TEXTE PROPOSÉ =>
::::::::
Céline n’avait pas une très grande confiance en l’avenir de l’humanité, son arrogance et ses manières hautaines d’afficher sa supériorité et sa confiance absolue en son destin. Il regrettait l’incapacité de l’homme moderne à montrer une certaine modestie devant ses réalisations basées strictement sur la science et la raison; il suffit de s’adapter, de changer un Dieu pour un autre et les problèmes s’en trouvent miraculeusement résolus.
Pour Céline, Dieu représente la recherche d’une légèreté de l’esprit afin de contrer la puissance brutale de l’homme et sa vulgarité naturelle; vulgarité qui dissimule le plus grand des désarrois. En refusant d’admettre que l’existence est fondamentalement basée sur un mensonge et que la mort est la seule vérité possible, l’homme transforme sa nature en une ignominie. Alors, cette quête de la légèreté, comme toute recherche d’absolue, il la croyait inaccessible, mais nécessaire afin de comprendre et d’affronter.
Pourtant, nous savons que cette légèreté, il l’a parfois senti virevolter autour de sa plume et se poser sur ces mots qu’il devait inventer pour s’élever au-dessus de ce qu’il appelait la vulgarité. Pouvait-il se douter, dans son acharnement à trouver la justesse que, pour notre plus grand plaisir, il y est parvenu :
«Je n’aime pas ce qui est commun, n’est-ce pas, ce qui est vulgaire. Je veux dire qu’une prison est une chose distinguée parce que l’homme y souffre, n’est-ce pas, tandis que la fête à Neully est une chose très vulgaire parce que l’homme s’y réjouit. C’est ainsi la condition humaine». Cahier Céline 2, Gallimard p.128
Céline possède cette force rare de pouvoir résister au dogme de la supériorité de l’homme sur le reste de l’univers, d’être en mesure d'aller au-delà du mensonge et de la réduire en une peau de chagrin. Cette attitude de se situer au-dessus de la banalité, de ne devoir rien à personne, de penser et d’agir au nom d’aucune idéologie, organisation politique où religieuse, fut également l’instrument de son malheur. Constamment, il a suivi le chemin de sa propre sensibilité et non celle programmée par les circonstances et la nécessité; sa sensibilité extrême constitue à la fois son ouverture au monde et sa défense contre ses abus.
Louis-Ferdinand Céline n’a jamais endossé de chemises brunes, noires ou rouges. Il a porté un temps le sarrau blanc de la médecine et de ‘innocence afin de soulager la souffrance. Mais, la plupart du temps, il est resté nu devant l’horreur qu’il a côtoyée toute sa vie. C’est pour ces raisons que dans ses livres, Céline a transposé la réalité en épopée; épopée inversée qui dénude l’homme, plutôt que de le glorifier selon les besoins d’un pouvoir ou d’un autre.
::::::::
ENTRÉES EXTRAITES =>
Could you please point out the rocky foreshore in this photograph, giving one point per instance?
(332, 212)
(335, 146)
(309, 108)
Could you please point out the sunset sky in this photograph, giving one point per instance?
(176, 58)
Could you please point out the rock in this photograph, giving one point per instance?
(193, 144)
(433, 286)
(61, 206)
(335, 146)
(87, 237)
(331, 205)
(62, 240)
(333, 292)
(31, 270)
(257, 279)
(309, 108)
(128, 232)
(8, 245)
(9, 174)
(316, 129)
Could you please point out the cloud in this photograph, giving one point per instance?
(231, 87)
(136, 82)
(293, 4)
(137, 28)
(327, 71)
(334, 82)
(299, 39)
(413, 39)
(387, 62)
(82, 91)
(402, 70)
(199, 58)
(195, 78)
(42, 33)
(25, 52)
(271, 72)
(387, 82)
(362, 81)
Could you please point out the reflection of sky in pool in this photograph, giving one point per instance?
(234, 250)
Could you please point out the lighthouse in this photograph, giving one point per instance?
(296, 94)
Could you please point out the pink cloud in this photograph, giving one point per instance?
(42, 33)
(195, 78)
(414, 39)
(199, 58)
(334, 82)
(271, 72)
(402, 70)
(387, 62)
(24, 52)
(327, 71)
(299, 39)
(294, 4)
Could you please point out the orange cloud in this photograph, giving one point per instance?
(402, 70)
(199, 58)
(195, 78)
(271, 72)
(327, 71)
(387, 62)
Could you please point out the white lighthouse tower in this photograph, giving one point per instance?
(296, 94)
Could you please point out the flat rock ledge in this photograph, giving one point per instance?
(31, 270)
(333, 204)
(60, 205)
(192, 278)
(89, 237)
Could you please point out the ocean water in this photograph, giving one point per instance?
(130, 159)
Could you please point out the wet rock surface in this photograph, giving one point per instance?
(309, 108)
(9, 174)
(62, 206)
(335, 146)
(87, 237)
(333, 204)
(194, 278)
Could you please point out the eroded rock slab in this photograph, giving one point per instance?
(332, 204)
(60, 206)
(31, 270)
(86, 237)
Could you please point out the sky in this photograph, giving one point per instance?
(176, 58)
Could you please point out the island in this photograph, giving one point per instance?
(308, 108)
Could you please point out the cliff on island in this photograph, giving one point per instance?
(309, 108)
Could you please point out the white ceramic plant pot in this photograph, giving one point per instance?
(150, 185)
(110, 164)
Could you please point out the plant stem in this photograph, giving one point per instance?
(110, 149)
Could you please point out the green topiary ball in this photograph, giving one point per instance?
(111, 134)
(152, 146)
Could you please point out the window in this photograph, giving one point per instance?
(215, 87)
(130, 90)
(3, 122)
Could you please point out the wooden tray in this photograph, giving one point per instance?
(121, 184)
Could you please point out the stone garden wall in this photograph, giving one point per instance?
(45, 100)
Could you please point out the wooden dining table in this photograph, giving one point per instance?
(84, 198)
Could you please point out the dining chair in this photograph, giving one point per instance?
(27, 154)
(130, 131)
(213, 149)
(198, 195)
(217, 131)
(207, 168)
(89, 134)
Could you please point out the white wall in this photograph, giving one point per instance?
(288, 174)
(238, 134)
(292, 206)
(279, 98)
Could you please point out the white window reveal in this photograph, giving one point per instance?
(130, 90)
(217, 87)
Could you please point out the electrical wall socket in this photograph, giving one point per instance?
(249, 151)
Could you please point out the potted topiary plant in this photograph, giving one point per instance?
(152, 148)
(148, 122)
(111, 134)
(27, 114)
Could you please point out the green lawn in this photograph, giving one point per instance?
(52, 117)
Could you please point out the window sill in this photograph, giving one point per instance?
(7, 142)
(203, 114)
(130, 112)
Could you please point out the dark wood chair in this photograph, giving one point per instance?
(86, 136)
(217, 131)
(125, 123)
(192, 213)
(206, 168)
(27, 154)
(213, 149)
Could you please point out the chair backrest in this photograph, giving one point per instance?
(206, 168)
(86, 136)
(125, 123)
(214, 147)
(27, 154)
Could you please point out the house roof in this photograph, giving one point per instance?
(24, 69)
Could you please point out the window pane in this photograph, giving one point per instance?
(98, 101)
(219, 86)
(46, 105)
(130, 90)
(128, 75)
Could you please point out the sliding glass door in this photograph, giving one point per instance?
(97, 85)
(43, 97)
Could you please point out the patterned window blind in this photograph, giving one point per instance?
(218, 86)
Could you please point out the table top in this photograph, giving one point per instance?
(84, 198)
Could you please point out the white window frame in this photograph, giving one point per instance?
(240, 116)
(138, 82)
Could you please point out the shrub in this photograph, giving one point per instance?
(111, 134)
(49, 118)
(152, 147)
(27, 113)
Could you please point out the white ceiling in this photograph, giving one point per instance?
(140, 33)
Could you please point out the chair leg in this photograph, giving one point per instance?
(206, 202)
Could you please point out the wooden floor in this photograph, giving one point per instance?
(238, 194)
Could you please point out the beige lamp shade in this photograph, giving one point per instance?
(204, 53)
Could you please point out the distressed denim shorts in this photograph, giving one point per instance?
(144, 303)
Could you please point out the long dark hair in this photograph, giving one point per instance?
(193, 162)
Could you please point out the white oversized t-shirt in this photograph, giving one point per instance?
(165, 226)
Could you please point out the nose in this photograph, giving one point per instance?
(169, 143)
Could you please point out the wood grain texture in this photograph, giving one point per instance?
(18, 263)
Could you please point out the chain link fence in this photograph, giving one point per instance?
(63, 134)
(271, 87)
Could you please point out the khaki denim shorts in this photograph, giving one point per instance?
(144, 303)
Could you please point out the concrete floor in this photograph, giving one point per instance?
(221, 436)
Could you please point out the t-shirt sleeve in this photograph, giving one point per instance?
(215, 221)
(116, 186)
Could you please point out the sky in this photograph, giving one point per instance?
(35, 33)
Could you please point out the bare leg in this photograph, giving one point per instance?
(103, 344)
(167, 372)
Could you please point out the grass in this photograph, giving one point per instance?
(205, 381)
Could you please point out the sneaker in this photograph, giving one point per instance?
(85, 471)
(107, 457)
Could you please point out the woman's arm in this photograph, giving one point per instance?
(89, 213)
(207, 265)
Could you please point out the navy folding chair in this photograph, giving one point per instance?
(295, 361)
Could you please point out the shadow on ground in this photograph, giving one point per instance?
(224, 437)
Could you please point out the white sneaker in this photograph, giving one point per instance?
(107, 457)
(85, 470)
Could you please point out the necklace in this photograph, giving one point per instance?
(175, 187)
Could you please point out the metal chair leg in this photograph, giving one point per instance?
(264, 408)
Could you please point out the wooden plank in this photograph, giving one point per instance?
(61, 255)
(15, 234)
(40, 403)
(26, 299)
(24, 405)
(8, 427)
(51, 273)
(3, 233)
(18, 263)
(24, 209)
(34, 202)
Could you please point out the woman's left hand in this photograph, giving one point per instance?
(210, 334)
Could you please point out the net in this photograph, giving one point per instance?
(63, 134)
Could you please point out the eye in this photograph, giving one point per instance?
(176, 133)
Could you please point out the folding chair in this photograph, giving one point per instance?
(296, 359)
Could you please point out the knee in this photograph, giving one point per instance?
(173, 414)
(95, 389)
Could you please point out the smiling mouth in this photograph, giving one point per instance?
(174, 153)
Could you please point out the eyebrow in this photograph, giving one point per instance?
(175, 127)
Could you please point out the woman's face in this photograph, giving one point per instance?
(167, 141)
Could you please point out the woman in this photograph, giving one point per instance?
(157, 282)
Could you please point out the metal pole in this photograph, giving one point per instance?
::::::::
CONSIGNES DE L'EXERCICE =>
(a) Reproduisez à l'identique les entrées, depuis la ligne qui contient « Could you please point out the folding » jusqu'à la fin des entrées, ces deux bornes comprises.
(b) Rédigez la suite du texte sur Céline.
Le texte sur Céline et les entrées n'ont aucun rapport entre eux.

CORRIGÉ DE L'EXERCICE =>
(a)
Could you please point out the folding chair in this photograph, giving one point per instance?
(296, 359)
Could you please point out the knee in this photograph, giving one point per instance?
(173, 414)
(95, 389)
Could you please point out the smiling mouth in this photograph, giving one point per instance?
(174, 153)
Could you please point out the eyebrow in this photograph, giving one point per instance?
(175, 127)
Could you please point out the woman's face in this photograph, giving one point per instance?
(167, 141)
Could you please point out the woman in this photograph, giving one point per instance?
(157, 282)
Could you please point out the metal pole in this photograph, giving one point per instance?

(b)
En l’espace de 67 ans, il passe brutalement de la cavalerie du 12e cuir avec cuirasse et casque à plumes, à l’explosion de la première bombe atomique; de la guerre des tranchées à la destruction systématique des villes par les forteresses volantes pour aboutir à la prolifération de l’arme nucléaire. La grande nouveauté du siècle est l’utilisation systématique de la terreur totale, contre les populations civiles.
Il s’agit pour Céline de l’aboutissement logique de 1789-1793, la grande victoire de la raison, des droits de l’homme et de l’égalité républicaine; la légitimité du pouvoir politique d’imposer au citoyen la nécessité de tuer au nom du progrès et d’imposer les dogmes d’une nouvelle religion. D’une activité jadis habituellement réservée à la noblesse et aux mercenaires, le concept d’égalité surgit sous le couperet de la guillotine, la guerre devient citoyenne et, ô merveille, également révolutionnaire. Elle confirme la notion de liberté et assure au citoyen l’accomplissement des ses devoirs envers la patrie gardienne de ses droits, avec comme résultat tangible, l’accroissement considérable du nombre des massacrés lorsqu’il y a conflit.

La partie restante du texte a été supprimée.